EXERCISE DETAILS: Extract every line starting at the line that contains "of the gray" and ending with the final line of the data, inclusive; give only those lines, word for word.

= = = =

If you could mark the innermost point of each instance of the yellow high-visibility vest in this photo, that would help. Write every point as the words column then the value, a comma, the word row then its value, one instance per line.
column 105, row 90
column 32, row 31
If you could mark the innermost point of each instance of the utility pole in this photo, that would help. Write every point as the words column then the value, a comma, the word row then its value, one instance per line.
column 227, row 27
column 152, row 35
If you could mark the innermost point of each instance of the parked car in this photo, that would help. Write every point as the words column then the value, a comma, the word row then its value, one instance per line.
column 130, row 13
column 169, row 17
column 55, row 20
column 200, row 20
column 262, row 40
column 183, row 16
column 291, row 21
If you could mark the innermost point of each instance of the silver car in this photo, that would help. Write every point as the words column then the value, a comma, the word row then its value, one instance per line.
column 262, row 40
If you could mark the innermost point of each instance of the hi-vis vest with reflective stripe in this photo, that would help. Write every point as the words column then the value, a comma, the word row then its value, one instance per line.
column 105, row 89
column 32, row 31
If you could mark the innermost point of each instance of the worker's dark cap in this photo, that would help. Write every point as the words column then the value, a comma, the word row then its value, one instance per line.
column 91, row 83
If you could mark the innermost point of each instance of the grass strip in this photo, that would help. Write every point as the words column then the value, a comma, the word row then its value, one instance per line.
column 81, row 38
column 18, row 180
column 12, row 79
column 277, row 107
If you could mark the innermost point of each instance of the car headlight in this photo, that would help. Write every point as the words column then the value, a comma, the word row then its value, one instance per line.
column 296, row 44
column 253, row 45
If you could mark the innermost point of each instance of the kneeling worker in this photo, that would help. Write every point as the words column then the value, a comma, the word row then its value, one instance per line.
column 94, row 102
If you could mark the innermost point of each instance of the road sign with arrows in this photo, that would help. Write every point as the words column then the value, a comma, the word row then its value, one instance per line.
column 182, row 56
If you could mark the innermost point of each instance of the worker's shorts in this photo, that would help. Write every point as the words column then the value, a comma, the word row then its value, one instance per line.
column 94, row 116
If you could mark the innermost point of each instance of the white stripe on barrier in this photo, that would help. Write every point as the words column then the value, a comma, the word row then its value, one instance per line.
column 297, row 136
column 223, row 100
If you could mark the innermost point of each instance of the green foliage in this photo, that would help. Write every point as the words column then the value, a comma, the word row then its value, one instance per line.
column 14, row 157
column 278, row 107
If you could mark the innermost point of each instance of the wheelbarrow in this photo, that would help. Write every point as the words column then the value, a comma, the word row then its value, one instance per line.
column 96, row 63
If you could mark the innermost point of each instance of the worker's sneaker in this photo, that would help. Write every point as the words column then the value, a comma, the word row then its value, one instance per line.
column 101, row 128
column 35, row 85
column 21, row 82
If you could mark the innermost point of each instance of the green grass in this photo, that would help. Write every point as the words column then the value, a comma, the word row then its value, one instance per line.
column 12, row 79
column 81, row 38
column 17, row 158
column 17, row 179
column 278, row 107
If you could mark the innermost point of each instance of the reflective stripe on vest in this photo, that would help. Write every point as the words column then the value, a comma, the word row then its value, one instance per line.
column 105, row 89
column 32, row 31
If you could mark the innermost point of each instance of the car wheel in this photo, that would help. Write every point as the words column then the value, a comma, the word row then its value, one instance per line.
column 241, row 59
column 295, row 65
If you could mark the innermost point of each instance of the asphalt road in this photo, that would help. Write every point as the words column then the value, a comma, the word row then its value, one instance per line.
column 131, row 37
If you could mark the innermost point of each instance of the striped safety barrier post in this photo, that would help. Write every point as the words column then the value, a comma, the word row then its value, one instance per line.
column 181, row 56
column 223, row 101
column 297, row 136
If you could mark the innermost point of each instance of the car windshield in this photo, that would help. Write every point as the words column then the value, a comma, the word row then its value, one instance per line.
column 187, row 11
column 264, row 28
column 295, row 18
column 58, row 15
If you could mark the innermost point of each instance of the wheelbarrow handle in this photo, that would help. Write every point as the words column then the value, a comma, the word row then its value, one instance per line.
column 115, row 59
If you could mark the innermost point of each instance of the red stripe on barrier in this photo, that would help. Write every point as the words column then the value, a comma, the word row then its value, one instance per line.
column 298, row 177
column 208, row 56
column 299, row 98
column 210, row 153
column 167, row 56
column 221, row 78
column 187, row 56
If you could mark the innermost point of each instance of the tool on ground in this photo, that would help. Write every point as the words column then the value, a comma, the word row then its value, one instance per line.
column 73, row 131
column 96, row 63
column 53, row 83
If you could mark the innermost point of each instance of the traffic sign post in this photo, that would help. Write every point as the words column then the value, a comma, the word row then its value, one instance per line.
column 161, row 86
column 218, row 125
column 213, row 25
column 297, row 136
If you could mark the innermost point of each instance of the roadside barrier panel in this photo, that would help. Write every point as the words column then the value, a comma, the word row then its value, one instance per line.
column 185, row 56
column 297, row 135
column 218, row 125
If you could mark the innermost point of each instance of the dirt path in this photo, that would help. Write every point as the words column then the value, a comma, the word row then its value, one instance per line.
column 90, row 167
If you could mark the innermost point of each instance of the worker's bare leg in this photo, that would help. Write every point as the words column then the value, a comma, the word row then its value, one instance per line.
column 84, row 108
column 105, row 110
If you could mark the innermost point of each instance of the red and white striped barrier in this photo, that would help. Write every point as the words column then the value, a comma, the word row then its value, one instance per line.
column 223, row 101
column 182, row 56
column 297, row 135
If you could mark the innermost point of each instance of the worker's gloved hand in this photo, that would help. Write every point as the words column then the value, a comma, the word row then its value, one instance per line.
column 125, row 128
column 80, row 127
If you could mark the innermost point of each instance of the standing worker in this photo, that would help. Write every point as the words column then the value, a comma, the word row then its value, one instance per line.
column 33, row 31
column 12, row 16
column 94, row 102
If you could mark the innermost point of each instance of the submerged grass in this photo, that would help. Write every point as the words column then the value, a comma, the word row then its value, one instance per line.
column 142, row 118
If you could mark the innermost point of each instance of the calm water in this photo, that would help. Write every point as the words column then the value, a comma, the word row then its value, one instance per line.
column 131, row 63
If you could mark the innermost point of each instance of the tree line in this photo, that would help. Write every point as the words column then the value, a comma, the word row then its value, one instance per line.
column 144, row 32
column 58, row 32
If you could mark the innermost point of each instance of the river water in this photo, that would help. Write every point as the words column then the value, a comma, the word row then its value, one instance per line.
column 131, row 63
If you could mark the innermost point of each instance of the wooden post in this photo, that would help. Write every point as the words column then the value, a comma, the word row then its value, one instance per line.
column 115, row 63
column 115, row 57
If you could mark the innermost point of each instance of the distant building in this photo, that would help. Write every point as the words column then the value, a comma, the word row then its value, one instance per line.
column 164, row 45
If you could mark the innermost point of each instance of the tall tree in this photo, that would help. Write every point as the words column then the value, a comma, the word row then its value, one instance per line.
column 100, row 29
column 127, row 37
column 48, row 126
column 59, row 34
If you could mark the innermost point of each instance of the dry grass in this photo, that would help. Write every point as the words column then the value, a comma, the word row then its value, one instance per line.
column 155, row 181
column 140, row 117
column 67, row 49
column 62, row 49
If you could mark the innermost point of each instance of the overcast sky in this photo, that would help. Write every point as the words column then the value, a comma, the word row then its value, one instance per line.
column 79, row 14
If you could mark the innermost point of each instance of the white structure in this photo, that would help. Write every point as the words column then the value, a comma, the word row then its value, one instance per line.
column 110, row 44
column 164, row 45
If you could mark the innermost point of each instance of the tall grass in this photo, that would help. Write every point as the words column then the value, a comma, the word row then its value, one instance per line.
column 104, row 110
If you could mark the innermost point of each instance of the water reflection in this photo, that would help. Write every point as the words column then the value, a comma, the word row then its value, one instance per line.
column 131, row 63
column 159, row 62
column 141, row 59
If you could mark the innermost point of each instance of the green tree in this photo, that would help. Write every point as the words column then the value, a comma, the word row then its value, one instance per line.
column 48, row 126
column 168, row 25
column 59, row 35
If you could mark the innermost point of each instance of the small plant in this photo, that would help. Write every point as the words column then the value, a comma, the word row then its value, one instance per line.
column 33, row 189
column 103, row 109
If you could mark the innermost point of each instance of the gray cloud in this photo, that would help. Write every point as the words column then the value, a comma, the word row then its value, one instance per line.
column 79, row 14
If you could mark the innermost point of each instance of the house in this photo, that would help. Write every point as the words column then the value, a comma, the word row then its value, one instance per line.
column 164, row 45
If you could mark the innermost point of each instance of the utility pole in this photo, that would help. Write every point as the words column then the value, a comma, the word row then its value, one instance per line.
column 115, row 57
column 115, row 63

= = = =

ANSWER BELOW:
If you could mark the innermost point of each instance of the gray cloud in this photo, that would help. Write every point as the words column then the value, a comma, the word row then its value, one instance per line.
column 79, row 14
If you could mark the innermost point of each instance of the house in this photo, that would help. Write every point as the words column then the value, a comma, the word row then its value, one instance per line.
column 164, row 45
If you could mark the innermost point of each instance of the utility pole in this photo, that would help. Write every point as the words column then the value, a comma, the word row then its value, one instance per line.
column 115, row 57
column 115, row 63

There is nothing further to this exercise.